=== Required work ===
A - In the abstract on gestational age and outcomes in children with congenital heart disease, what was the median gestational age of the infants?
B - Write the next part of the abstract on gestational age and outcomes in children with congenital heart disease, starting after its last sentence.

** Passage follows **

Objective: Evaluate the impact of near-term delivery on neurodevelopmental (ND) outcomes in children with congenital heart disease (CHD).
Methods: Secondary analysis of data from a study of genetic polymorphisms and ND outcomes after cardiac surgery in infants. The effect of gestational age (GA) as a continuous variable on ND outcomes was evaluated using general linear regression models. GA was also evaluated as a categorical variable to seek a threshold for better outcomes. ND domains tested at 4 years of age included cognition, language skills, attention, impulsivity, memory, executive function, social competence, visual-motor, and fine-motor skills.
Results: ND outcomes and GA were available for 378 infants. Median GA was 39 weeks (range, 28-42 weeks) with 351 born at 36 weeks or more (near-term/term). In univariate analysis of the near-term/term subgroup, older GA predicted better performance for cognition, visual-motor, and fine-motor skills. After covariate adjustment, older GA predicted better performance for fine-motor skills (P = .018). Performance for cognition, language, executive function, social skills, visual-motor, and fine-motor skills was better for those born at 39 to 40 weeks of GA or more versus those born at less than 39 weeks (all P < .05).

** End of Passage **
** Data for analysis follows **

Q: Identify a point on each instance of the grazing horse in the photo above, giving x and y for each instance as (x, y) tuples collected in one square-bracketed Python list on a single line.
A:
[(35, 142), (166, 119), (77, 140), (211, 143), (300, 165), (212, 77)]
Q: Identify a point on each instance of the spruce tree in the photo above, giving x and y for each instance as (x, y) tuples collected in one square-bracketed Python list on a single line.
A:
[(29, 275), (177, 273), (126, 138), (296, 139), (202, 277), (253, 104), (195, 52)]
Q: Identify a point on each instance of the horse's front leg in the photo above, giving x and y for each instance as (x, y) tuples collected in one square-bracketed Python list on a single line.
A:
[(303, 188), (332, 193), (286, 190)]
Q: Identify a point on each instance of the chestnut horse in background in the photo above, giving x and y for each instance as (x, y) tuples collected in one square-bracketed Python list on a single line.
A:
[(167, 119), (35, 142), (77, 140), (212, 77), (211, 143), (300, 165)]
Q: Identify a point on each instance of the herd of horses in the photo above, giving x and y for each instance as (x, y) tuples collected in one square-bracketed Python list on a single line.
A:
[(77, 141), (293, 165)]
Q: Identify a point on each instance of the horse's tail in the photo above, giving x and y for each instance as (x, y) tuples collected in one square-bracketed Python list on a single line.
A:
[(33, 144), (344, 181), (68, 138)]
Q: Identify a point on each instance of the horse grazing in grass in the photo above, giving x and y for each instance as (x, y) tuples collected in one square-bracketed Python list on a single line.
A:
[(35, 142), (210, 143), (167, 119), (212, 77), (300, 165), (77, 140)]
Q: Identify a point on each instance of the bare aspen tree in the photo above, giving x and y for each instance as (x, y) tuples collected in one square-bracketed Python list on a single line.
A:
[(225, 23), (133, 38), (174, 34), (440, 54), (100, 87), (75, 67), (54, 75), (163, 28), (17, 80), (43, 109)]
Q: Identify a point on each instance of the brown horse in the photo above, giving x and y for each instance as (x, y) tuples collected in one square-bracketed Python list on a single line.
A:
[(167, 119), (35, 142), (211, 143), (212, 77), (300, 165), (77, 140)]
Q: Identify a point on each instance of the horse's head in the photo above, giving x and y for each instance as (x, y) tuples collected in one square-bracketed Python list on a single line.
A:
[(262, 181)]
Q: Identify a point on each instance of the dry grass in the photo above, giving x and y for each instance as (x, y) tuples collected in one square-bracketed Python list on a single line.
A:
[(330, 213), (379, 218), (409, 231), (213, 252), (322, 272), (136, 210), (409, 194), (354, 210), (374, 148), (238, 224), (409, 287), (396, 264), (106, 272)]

** End of Data for analysis **

=== Results of the exercise ===
A - 39 weeks

B -
Conclusions: These findings are consistent with the hypothesis that delivery before 39 to 40 weeks of GA is associated with worse outcomes in patients with CHD. Early delivery of a child with CHD is often indicated because of maternal or fetal health issues. In the absence of these concerns, these data suggest that elective (or spontaneous) delivery at 39 to 40 weeks of GA is associated with better ND outcomes.